• _Testo scelto_

La donna, milanese di origini cinesi, ha accusato i primi sintomi a inizio marzo. Tosse e febbre, in forma lieve. E’ stata scoperta positiva il 4 marzo e ricoverata presso l’ospedale. Non è mai stata grave, mai arrivata ad essere intubata. Dopo una settimana, i due tamponi hanno determinato la guarigione ed è stata dimessa. Poi, però, il 23 marzo, dopo 12 giorni dalla fine del ricovero, è subentrata di nuovo una febbriciattola. Le è stato fatto il tampone ed è stata trovata di nuovo positiva. Ora la donna sta già meglio, in attesa del secondo tampone.

Il direttore del dipartimento Malattie Infettive e tropicali, Zeno Bisoffi, lo definisce un caso raro e prova a dare una spiegazione all’accaduto. “La prima ipotesi è che il virus appartenga a un ceppo virale diverso, anche se dobbiamo attendere gli esami sui due genomi: quello del primo ricovero e quello del secondo. È però un’ipotesi che io ritengo improbabile. Questo virus al momento non sembra soggetto a particolari mutazioni. E considero difficile che una persona guarita, che ha sviluppato gli anticorpi, se esposta a un altro ceppo possa ammalarsi nuovamente. Questo, in assoluto, non vuol dire che non possa essere nuovamente infettata”.

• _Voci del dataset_
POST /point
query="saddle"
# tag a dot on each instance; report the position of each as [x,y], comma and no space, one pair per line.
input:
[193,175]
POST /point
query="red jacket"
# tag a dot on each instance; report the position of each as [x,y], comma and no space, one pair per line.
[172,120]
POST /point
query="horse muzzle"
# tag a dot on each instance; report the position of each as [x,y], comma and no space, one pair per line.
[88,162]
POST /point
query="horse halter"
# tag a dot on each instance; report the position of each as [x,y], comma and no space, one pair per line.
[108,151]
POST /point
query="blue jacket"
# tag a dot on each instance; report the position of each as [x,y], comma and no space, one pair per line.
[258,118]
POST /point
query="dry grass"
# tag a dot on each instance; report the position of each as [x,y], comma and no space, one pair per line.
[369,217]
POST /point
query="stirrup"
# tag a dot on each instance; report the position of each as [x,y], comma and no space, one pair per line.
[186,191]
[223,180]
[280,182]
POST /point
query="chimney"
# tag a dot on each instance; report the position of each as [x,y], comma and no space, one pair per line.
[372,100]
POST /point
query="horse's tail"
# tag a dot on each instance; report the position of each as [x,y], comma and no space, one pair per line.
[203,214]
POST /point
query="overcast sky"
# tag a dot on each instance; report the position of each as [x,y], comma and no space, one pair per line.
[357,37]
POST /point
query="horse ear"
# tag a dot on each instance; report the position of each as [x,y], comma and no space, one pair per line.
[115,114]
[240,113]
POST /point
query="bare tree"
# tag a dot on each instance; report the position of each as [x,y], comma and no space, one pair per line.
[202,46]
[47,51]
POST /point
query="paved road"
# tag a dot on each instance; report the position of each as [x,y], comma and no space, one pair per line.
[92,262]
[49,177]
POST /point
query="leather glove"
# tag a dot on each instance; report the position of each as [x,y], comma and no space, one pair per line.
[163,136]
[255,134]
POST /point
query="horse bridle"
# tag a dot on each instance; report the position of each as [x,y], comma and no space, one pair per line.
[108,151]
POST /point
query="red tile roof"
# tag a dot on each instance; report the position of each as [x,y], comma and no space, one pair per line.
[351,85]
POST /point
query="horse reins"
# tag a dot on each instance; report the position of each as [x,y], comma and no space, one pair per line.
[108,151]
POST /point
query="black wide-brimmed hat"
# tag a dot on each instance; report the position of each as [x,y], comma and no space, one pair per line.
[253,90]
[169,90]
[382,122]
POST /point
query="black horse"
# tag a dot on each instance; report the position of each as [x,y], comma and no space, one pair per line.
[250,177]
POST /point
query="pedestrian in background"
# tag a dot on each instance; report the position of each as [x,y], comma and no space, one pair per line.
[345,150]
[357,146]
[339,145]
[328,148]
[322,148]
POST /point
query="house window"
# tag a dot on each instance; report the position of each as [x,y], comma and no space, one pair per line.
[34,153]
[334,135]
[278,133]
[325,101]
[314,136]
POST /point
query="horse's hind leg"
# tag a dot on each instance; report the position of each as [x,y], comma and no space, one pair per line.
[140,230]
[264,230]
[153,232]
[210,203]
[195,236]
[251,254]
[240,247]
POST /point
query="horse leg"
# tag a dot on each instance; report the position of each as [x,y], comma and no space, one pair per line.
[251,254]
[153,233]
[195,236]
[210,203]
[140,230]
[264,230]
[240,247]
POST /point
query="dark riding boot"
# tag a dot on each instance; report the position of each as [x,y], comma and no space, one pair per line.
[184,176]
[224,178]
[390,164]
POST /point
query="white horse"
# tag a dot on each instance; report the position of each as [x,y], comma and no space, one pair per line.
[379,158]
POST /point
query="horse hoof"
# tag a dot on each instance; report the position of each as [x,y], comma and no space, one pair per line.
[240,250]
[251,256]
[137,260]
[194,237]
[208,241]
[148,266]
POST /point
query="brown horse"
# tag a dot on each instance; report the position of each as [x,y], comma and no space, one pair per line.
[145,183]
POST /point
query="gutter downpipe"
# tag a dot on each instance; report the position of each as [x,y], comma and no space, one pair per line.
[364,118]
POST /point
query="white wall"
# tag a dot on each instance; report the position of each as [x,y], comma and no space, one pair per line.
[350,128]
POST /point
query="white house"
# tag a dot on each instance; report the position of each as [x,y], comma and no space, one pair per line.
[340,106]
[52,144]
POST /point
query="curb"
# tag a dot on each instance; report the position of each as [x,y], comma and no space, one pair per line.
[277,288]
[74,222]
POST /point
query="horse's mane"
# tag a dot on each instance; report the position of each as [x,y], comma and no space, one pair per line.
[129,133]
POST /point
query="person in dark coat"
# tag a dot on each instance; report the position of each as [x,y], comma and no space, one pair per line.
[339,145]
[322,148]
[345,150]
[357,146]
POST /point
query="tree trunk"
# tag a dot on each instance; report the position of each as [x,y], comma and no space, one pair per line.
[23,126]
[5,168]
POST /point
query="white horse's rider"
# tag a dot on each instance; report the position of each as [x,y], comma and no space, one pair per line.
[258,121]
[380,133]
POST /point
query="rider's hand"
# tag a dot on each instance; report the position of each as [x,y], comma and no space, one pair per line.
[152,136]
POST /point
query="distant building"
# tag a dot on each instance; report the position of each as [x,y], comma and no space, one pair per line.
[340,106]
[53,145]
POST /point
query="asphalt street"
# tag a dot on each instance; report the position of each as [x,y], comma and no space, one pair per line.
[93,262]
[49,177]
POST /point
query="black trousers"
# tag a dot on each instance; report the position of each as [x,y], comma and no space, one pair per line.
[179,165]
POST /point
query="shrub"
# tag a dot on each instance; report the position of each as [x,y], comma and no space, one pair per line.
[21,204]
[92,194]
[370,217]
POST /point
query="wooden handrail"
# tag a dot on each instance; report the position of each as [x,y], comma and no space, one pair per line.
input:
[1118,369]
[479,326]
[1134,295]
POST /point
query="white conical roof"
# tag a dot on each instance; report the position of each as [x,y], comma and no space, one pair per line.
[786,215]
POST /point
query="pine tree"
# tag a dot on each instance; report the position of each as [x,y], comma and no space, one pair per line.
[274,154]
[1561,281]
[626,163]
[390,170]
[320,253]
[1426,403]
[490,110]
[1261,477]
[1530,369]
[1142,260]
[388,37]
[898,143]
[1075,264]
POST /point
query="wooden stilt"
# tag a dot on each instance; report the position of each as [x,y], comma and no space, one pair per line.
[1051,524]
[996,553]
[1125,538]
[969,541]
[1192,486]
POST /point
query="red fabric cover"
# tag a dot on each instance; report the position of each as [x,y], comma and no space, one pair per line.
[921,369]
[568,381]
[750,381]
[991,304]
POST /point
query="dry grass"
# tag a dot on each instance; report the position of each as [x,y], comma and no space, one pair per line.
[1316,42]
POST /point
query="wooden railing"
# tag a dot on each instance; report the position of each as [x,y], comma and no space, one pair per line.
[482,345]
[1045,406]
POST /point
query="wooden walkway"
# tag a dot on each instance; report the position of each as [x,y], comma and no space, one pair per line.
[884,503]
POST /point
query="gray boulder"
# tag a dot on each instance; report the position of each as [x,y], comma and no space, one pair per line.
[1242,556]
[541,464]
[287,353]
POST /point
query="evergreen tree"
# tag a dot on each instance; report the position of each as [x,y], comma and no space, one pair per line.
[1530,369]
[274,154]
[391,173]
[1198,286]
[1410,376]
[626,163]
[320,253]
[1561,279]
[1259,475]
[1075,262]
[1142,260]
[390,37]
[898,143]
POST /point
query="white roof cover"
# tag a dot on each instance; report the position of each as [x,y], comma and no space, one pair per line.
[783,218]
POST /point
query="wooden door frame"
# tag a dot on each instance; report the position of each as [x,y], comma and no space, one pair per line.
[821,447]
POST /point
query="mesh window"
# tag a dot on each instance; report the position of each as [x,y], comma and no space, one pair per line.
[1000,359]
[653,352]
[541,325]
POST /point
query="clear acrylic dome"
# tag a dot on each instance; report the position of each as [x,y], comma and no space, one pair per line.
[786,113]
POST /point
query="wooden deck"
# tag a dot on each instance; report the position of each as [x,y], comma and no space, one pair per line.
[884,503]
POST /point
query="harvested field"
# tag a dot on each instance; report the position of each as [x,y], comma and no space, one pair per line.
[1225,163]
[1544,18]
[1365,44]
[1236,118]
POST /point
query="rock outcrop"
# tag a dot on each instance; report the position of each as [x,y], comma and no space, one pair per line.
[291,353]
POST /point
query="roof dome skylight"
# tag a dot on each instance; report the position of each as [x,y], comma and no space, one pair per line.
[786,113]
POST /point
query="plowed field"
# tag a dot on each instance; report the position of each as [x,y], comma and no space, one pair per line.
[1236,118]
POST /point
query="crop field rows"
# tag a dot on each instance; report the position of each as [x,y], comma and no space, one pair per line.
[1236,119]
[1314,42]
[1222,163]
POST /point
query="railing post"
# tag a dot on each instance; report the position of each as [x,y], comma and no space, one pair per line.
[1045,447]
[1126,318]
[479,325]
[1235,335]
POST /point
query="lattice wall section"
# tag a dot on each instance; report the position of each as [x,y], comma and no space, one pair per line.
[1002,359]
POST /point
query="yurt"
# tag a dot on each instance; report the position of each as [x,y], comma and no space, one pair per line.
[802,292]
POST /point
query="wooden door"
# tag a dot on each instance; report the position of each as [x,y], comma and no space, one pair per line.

• _Esercizi da svolgere_
1. Elenca tutti i sintomi che il testo sulla donna di nuovo positiva al virus attribuisce alla paziente.
2. Estendi il testo sulla donna di nuovo positiva al virus, aggiungendo un seguito dopo la sua ultima frase.
Questi record provengono da un'altra fonte.

• _Soluzioni_
1. Tosse, febbre, febbriciattola

2.
Ma esiste anche un’altra possibilità. Cioè che i tamponi eseguiti durante il primo ricovero, prima delle dimissioni, non abbiano rilevato la positività perché la donna aveva una carica virale talmente bassa da non essere individuata. “I tamponi sono molto sensibili ma non al 100%. Anche per questo, per i casi con un alto sospetto clinico, seppure in presenza di una risposta negativa, per prudenza ripetiamo il test prima indirizzare il paziente eventualmente a un reparto pulito anziché al reparto Covid”.